Exercise
If a line of the material contains "blazer", copy it.

----

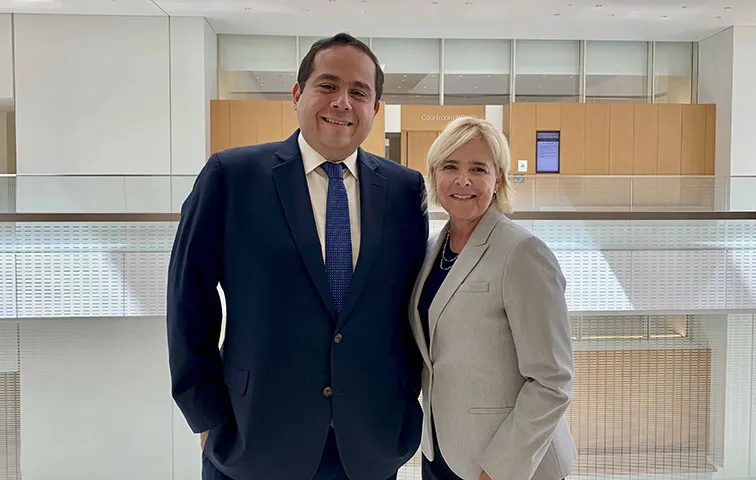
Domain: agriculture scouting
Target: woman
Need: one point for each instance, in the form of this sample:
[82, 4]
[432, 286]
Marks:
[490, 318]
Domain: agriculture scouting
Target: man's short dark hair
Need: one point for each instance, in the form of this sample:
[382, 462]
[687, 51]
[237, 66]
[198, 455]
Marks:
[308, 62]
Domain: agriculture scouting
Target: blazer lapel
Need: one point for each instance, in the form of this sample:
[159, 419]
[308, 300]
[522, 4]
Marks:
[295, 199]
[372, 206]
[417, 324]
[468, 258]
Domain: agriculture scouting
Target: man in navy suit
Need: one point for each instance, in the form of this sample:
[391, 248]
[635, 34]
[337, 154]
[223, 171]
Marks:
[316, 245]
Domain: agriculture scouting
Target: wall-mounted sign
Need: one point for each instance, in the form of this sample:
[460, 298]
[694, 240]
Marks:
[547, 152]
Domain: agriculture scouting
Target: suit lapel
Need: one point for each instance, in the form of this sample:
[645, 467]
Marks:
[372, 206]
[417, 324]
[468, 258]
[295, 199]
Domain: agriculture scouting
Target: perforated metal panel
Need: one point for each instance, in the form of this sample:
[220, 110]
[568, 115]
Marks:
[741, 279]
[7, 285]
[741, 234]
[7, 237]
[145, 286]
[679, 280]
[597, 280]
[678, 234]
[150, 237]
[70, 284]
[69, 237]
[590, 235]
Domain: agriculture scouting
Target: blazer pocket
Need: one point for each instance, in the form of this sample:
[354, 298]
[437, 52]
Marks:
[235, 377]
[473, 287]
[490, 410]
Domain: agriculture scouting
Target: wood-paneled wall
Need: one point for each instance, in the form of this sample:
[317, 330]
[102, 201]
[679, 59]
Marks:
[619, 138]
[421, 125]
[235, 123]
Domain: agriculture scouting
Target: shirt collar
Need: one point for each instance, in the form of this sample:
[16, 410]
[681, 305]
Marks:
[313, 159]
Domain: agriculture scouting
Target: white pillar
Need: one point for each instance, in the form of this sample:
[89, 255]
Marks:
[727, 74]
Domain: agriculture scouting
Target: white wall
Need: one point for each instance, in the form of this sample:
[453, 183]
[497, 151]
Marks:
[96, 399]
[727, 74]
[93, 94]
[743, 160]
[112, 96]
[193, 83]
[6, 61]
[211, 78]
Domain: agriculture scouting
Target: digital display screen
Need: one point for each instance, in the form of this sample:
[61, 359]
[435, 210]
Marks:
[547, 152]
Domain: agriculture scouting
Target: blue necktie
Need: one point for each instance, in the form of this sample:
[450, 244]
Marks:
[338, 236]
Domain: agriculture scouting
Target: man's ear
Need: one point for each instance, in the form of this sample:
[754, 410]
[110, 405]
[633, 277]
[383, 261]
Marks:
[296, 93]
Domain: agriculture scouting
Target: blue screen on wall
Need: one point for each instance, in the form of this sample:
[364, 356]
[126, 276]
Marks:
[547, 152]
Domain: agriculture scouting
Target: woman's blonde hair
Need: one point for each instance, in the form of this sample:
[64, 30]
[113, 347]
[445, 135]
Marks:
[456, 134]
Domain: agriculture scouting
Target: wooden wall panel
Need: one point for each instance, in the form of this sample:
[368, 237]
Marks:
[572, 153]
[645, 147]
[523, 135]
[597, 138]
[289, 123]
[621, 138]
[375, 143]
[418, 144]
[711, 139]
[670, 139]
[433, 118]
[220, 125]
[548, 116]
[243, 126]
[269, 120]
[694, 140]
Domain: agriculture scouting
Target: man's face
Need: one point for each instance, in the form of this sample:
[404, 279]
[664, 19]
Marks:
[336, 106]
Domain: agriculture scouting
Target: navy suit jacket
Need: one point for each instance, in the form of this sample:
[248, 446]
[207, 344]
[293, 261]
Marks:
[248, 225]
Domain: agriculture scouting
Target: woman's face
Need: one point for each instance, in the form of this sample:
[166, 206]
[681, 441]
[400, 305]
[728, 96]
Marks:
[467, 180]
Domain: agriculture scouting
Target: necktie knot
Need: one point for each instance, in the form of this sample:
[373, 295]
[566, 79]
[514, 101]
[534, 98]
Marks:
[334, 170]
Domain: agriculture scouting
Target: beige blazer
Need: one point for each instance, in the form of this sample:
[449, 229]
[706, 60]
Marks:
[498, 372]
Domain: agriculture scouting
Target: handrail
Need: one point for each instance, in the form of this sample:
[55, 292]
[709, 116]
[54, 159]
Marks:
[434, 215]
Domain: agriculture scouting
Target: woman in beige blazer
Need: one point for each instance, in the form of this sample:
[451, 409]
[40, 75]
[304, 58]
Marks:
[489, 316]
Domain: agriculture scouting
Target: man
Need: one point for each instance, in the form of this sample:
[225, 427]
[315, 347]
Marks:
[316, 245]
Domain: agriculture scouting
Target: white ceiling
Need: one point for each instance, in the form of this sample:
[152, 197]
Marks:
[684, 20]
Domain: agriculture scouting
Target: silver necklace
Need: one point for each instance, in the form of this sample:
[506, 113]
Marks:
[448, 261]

----

Your solution
Target: blazer lapel
Target: blazer pocket
Target: beige blazer
Target: woman in beige blazer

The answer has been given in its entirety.